>>

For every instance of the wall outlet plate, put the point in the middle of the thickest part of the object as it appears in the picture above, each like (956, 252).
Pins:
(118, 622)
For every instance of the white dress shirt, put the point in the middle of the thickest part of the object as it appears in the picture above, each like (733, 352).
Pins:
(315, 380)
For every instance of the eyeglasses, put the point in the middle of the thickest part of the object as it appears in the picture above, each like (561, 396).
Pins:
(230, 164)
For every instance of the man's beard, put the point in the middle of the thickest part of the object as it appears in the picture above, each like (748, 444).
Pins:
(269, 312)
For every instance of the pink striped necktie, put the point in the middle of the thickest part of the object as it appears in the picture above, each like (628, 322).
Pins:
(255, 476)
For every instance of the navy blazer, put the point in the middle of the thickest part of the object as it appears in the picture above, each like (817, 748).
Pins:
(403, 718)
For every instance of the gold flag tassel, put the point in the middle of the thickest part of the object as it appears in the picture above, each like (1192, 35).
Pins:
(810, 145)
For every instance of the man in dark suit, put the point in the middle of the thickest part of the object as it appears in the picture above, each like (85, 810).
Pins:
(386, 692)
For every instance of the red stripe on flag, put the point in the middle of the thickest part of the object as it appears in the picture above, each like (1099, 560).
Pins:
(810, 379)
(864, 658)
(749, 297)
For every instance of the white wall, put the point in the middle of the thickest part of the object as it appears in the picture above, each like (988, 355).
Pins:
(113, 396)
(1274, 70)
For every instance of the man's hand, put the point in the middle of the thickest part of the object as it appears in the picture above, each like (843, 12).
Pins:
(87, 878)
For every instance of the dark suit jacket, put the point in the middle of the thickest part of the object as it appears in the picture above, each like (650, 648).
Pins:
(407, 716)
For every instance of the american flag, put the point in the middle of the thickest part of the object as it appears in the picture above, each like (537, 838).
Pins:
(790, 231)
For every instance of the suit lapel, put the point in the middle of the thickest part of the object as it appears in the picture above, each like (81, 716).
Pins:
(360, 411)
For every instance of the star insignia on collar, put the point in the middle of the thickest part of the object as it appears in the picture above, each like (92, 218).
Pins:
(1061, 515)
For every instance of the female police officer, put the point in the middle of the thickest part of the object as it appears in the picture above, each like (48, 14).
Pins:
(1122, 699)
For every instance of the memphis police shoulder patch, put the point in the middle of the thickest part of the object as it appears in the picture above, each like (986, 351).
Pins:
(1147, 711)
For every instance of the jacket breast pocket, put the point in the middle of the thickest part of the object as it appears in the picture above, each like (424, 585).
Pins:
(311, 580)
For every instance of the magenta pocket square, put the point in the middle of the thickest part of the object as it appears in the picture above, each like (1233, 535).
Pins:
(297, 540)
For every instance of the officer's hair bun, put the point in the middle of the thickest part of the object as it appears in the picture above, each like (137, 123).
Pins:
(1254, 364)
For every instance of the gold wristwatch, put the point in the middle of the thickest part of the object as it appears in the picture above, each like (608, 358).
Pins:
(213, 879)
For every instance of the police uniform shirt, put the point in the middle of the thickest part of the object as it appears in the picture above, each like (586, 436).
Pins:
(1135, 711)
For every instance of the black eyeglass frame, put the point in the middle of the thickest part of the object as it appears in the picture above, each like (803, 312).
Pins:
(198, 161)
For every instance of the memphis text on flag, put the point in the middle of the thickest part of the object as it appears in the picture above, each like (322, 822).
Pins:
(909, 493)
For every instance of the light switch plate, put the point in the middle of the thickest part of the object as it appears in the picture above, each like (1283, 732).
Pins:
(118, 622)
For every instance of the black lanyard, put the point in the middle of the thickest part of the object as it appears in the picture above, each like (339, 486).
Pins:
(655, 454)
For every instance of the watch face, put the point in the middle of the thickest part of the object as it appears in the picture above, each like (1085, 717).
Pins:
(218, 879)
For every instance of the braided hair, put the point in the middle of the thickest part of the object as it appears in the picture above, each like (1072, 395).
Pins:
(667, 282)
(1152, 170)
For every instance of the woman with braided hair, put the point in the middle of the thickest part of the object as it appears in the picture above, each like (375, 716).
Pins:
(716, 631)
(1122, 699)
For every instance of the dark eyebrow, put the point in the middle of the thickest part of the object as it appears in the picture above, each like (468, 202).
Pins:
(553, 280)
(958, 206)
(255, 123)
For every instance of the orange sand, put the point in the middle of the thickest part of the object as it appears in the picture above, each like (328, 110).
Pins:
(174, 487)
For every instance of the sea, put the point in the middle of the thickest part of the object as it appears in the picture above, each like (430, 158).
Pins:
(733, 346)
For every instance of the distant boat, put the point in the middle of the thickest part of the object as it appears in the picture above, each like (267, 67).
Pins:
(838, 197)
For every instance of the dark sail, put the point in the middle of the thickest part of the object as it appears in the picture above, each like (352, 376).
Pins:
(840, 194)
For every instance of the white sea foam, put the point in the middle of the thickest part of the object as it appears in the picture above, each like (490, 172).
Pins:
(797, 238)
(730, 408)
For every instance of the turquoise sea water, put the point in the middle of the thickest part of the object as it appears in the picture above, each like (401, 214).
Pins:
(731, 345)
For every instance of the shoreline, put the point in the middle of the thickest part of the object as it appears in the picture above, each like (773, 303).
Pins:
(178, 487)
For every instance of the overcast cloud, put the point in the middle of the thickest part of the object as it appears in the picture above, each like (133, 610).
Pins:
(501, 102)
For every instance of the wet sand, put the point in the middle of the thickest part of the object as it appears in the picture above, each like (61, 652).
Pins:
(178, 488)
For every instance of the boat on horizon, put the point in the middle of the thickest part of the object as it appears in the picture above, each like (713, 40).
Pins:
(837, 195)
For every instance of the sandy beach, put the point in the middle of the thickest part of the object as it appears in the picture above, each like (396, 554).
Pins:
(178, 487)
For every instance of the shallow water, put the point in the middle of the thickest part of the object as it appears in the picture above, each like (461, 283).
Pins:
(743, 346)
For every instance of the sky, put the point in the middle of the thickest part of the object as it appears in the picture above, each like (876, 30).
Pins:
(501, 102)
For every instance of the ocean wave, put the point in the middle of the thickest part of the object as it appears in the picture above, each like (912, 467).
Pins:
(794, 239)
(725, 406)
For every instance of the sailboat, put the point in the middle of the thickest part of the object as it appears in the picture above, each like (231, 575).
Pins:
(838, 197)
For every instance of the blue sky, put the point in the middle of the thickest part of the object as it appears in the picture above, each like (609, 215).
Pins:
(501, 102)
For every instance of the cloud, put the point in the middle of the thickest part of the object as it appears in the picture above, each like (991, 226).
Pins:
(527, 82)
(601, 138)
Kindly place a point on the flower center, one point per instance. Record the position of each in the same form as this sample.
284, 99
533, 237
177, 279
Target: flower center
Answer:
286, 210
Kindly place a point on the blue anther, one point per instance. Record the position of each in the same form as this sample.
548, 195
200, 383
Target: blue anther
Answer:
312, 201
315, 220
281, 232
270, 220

<<

### Task requirements:
Retype the whole listing above exactly.

### Written response:
For every instance of the wall outlet plate, put the point in the middle of the thickest part of the object as it appears in the picture above, each like (956, 252).
Pins:
(118, 622)
For every instance of the white dress shirt, put the point in the middle of the thickest part of the object as it appears in the picture above, each like (733, 352).
Pins:
(315, 380)
For every instance of the eyeglasses, put the point in the middle of the thickest part of the object as it appears in the picture above, each like (561, 396).
Pins:
(230, 164)
For every instance of the man's beard, put the point in the middle of the thickest part of the object as it appears in the picture above, each like (748, 444).
Pins:
(269, 312)
For every instance of the pink striped necktie, put the point in the middle of the thickest part of the object as it appears in the picture above, each like (628, 322).
Pins:
(255, 476)
For every instance of the navy blazer, put the point in the middle of the thickest part of the object as it appears in the picture above, each like (817, 748).
Pins:
(403, 718)
For every instance of the gold flag tassel, put the point in the middle of the thickest part of the object as it appears in the picture above, each like (1192, 35).
Pins:
(810, 145)
For every instance of the man in dark suit, put the point in the middle of the thickest part of the object as it appears in the picture above, each like (85, 810).
Pins:
(386, 692)
For every instance of the red stripe on flag, put the point in the middle of the thickest part of the object as it appears in the picture above, each like (1099, 560).
Pins:
(810, 379)
(864, 658)
(749, 297)
For every instance of the white wall, put the point in the middle of the thickest part of the object as it appears in the picture above, each like (988, 355).
Pins:
(113, 396)
(1274, 70)
For every instance of the man's hand, put the point in the middle of the thickest part of the object as it appears in the picture above, each like (843, 12).
Pins:
(87, 878)
For every instance of the dark suit jacket, put the point in the middle of the thickest part of the object as it appears in the picture above, each like (650, 648).
Pins:
(407, 716)
For every instance of the american flag, put the point in the middle of the thickest part of the object as it appears in the picture above, each like (537, 838).
Pins:
(790, 231)
For every instance of the suit lapel, put the point in the middle of the thickest part of the object as it appears in the picture above, each like (81, 716).
Pins:
(360, 411)
For every instance of the star insignia on collar, put the point in the middle of the thickest part of the object as it appears in the picture above, each like (92, 218).
Pins:
(1061, 515)
For every instance of the female police officer, put the point in the middle of the thickest part of the object as it appears in the picture above, each like (48, 14).
Pins:
(1122, 699)
For every instance of the memphis police shoulder patch, put the point in the middle of the thickest part of the object as it appears in the picture above, each like (986, 351).
Pins:
(1147, 711)
For every instance of the jacket breast pocket, put the point in the middle of the thickest part of the object as it appears in the picture above, each like (424, 585).
Pins:
(311, 580)
For every instance of the magenta pocket square, put the point in the middle of the thickest part of the object as it appears in the picture above, each like (1233, 535).
Pins:
(297, 540)
For every instance of the officer's hair bun, put the point in the middle of the thickest part of the object as it appears in the picture above, each like (137, 123).
Pins:
(1254, 364)
For every instance of the gold wristwatch, put the point in the middle of the thickest part of the object as it appears in the picture above, each like (608, 358).
Pins:
(213, 879)
For every instance of the police uniform shirt, put the point in the middle of the thickest part of the object as it appears in the picture above, each like (586, 436).
Pins:
(1135, 711)
For every instance of the black eyeglass frame, put the point in the middle of the thickest part of the object as it appears in the picture above, each like (803, 312).
Pins:
(198, 161)
For every instance of the memphis text on flag, put the point in the middle of the thickest part of the object as it appears in the picture above, each like (322, 822).
Pins:
(909, 493)
For every instance of the light switch plate, put the point in the middle of the thickest part of the object as it appears in the picture above, each like (1283, 732).
Pins:
(118, 622)
For every instance of the black lanyard, put the point in the middle of the thickest part of the object as it appears in the picture above, each like (339, 486).
Pins:
(655, 454)
For every instance of the watch face, put the point in the middle of the thickest part of the object as it appears in the picture above, each like (1085, 717).
Pins:
(218, 879)
For every instance of the braided hair, put the point in the middle of the thickest part of the object as it appears in the picture above, each like (1072, 395).
Pins:
(667, 282)
(1152, 170)
For every instance of the woman with braided hair, put the point in the middle of the thickest part of the object as it appears in the picture above, each like (375, 716).
Pins:
(716, 631)
(1122, 699)
For every instance of the dark eyebrow, put the point in the middle of the thickest part of the object as it appears in the picture above, each like (468, 202).
Pins:
(553, 280)
(958, 206)
(255, 123)
For every instance of the orange sand, put the point in the middle of the thickest part of the object as it appears in the picture above, each like (328, 110).
Pins:
(174, 487)
For every instance of the sea, put the point in the middle of the thickest part of the object as it appears in the picture above, each like (430, 158).
Pins:
(733, 346)
For every instance of the distant boat, put the point in the middle of the thickest part of the object as it appears in the picture above, each like (267, 67).
Pins:
(838, 197)
For every instance of the dark sail, put the point in the middle of the thickest part of the object as it appears in the picture above, each like (352, 376).
Pins:
(840, 194)
For every instance of the white sea foam, put the point in the middle of the thickest part of the object as it appears in the picture above, each like (490, 172).
Pins:
(797, 238)
(730, 408)
For every instance of the turquoise sea water, put the point in the middle of the thickest part of the object as it appears in the picture above, each like (401, 214).
Pins:
(731, 345)
For every instance of the shoreline, put the point in the middle of the thickest part of the object as it appears in the picture above, each like (773, 303).
Pins:
(178, 487)
For every instance of the overcast cloud, put the point in the middle of the thickest part of the object as it appears in the picture above, each like (133, 610).
Pins:
(501, 102)
For every instance of the wet sand, put the point in the middle of the thickest part of the object as it appears in the picture above, each like (61, 652).
Pins:
(178, 488)
For every instance of the boat on horizon, put the point in the middle of the thickest part of the object as it appears in the picture above, each like (713, 40).
Pins:
(837, 195)
For every instance of the sandy beach, put the point in the middle of the thickest part of the object as it appears in the picture above, each like (396, 554).
Pins:
(178, 487)
For every instance of the shallow water, put the point in the middle of the thickest part of the object as it appears in the picture above, each like (461, 283).
Pins:
(743, 346)
For every instance of the sky, put the point in the middle of the thickest part of the object as it appears in the picture above, each like (876, 30).
Pins:
(501, 102)
For every instance of the ocean wave, put the point in the middle of the thickest part of the object as it appears in the picture above, each like (912, 467).
Pins:
(794, 239)
(725, 406)
For every instance of the sailboat, put the point in the middle of the thickest part of the object as it appears in the picture above, each like (231, 575).
Pins:
(838, 197)
For every instance of the blue sky, put the point in the middle of the thickest part of the object as it appears in the picture above, each like (609, 215).
Pins:
(501, 102)
For every instance of the cloud, put the point in the middle of the thickest part of the object as it appears in the picture above, each like (991, 226).
Pins:
(527, 82)
(601, 138)
Kindly place a point on the flower center, one point per instance. Record the position of each in the same form as this sample.
284, 99
533, 237
177, 279
Target: flower center
Answer:
286, 210
Kindly place a point on the blue anther, one point per instance. Record the position of each in the same form as this sample.
548, 195
200, 383
Target: blue anther
Answer:
312, 201
315, 220
281, 232
270, 220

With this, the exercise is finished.